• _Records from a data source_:
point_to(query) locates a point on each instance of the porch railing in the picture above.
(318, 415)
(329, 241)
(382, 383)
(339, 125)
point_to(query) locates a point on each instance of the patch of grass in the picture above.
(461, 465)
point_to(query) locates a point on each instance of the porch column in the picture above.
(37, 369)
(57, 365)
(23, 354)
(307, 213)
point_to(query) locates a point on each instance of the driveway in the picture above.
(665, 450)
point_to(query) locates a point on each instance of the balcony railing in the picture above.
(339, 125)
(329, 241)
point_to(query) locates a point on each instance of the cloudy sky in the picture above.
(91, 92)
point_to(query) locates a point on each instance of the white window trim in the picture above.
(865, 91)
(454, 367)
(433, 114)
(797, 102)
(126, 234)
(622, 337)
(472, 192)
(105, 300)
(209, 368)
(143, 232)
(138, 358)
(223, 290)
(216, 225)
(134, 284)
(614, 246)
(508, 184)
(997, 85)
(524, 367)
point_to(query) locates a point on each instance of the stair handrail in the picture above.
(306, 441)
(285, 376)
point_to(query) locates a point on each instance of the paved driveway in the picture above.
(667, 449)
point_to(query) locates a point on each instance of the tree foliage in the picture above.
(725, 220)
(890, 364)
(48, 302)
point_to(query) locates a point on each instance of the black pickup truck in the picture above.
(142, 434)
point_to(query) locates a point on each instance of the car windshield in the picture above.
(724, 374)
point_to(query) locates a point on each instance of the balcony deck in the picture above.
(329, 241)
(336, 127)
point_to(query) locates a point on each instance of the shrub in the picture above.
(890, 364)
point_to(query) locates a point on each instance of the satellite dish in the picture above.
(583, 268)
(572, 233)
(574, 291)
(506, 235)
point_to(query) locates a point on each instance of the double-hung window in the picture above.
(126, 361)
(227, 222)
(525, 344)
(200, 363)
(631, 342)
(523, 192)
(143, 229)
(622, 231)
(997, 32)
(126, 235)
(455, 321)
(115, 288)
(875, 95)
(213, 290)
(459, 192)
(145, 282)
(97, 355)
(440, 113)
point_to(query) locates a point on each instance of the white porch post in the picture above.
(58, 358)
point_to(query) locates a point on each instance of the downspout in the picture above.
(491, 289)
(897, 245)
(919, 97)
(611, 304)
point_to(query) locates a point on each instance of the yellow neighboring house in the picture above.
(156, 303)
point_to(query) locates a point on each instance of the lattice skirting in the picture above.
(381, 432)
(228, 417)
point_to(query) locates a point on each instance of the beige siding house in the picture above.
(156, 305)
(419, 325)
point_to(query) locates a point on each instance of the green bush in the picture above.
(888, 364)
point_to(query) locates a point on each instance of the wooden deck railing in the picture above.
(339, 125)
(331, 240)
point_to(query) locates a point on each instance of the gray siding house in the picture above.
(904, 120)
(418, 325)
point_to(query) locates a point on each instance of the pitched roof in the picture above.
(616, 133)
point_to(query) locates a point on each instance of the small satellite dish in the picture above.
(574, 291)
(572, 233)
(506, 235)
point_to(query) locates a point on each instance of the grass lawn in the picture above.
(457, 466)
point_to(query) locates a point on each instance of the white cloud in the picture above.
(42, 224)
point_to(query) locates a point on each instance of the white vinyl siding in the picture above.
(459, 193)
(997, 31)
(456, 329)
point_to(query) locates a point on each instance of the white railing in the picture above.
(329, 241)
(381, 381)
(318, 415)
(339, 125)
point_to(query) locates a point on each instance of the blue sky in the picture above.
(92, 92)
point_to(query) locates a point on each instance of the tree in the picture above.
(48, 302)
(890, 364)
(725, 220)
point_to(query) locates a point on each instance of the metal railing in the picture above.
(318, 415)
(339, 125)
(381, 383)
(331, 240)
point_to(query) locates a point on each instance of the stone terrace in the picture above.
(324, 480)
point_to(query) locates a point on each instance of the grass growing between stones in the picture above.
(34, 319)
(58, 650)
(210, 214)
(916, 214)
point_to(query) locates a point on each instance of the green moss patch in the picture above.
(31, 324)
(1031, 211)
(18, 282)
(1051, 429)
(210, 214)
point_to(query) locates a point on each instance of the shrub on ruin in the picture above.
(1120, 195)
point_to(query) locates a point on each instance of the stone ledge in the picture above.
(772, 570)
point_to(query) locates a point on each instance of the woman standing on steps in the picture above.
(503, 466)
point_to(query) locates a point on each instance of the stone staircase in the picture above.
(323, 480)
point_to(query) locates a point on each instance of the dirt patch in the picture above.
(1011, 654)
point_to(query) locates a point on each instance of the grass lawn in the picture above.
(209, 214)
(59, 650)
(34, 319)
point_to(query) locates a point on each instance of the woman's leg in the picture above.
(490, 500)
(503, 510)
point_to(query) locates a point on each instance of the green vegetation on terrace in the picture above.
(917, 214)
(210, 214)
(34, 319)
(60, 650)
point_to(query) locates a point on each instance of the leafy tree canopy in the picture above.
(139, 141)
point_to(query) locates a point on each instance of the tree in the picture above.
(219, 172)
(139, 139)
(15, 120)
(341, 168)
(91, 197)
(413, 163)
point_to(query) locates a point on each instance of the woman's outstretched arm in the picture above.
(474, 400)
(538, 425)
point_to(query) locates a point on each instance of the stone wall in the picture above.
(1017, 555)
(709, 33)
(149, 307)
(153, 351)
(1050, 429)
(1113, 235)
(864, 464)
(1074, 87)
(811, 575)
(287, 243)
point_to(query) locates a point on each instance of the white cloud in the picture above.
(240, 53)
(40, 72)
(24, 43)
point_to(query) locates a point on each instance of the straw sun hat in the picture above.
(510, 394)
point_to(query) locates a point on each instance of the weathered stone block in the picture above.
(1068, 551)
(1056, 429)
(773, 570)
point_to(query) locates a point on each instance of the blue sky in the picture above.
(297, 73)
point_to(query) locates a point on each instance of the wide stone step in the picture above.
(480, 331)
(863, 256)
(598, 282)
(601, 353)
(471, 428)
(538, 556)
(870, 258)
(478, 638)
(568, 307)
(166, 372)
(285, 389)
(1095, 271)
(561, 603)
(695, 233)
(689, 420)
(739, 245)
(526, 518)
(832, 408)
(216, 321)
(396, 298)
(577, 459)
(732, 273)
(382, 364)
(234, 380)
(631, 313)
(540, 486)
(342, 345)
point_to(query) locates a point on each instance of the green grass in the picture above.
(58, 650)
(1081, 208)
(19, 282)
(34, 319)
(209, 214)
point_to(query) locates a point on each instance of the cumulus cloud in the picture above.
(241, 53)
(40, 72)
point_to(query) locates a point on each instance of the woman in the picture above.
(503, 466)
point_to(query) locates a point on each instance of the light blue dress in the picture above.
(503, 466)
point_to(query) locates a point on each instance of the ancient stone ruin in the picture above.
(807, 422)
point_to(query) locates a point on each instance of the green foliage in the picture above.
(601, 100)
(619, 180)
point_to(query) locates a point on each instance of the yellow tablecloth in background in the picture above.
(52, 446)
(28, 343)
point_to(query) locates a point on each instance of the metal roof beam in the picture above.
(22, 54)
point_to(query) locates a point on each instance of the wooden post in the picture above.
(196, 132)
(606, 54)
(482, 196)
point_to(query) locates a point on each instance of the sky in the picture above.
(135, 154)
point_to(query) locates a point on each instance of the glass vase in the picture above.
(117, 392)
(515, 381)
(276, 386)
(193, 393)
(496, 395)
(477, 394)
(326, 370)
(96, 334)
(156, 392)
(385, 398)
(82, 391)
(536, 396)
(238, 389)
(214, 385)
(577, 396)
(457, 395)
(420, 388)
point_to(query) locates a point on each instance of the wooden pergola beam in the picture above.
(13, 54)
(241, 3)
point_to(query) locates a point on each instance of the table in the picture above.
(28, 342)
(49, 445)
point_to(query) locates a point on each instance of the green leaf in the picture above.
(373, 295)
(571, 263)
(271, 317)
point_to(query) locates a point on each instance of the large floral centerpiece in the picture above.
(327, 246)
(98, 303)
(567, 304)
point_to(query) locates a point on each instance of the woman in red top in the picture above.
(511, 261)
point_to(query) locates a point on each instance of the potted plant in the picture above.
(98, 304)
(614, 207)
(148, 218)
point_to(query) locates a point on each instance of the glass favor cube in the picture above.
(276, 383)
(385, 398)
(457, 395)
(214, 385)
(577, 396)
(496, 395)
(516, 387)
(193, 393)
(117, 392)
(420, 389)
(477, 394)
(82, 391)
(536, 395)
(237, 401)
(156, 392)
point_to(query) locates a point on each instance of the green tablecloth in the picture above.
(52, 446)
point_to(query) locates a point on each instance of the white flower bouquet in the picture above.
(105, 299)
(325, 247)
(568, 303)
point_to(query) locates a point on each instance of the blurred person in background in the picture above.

• _How to complete this task_: What you copy out must be exactly the lines from the line containing "point_to(query) locates a point on each instance of the large" through the end of the records.

• _Problem solution_:
point_to(query) locates a point on each instance of the large floral centerpiece in the picture above.
(327, 246)
(98, 303)
(567, 304)
point_to(query) locates a point on each instance of the woman in red top in the picture above.
(511, 261)
point_to(query) locates a point on each instance of the potted plant in the picture above.
(98, 304)
(614, 207)
(148, 218)
point_to(query) locates a point on each instance of the glass favor cube in the picture above.
(276, 383)
(385, 398)
(457, 395)
(214, 385)
(577, 396)
(496, 395)
(516, 387)
(193, 393)
(117, 392)
(420, 389)
(477, 394)
(82, 391)
(536, 395)
(237, 401)
(156, 392)
point_to(query) locates a point on each instance of the green tablecloth in the picture above.
(52, 446)
point_to(query) locates a point on each instance of the white flower bouquet in the picture above.
(105, 299)
(325, 247)
(568, 303)
point_to(query) locates a point on each instance of the blurred person in background in the picture above.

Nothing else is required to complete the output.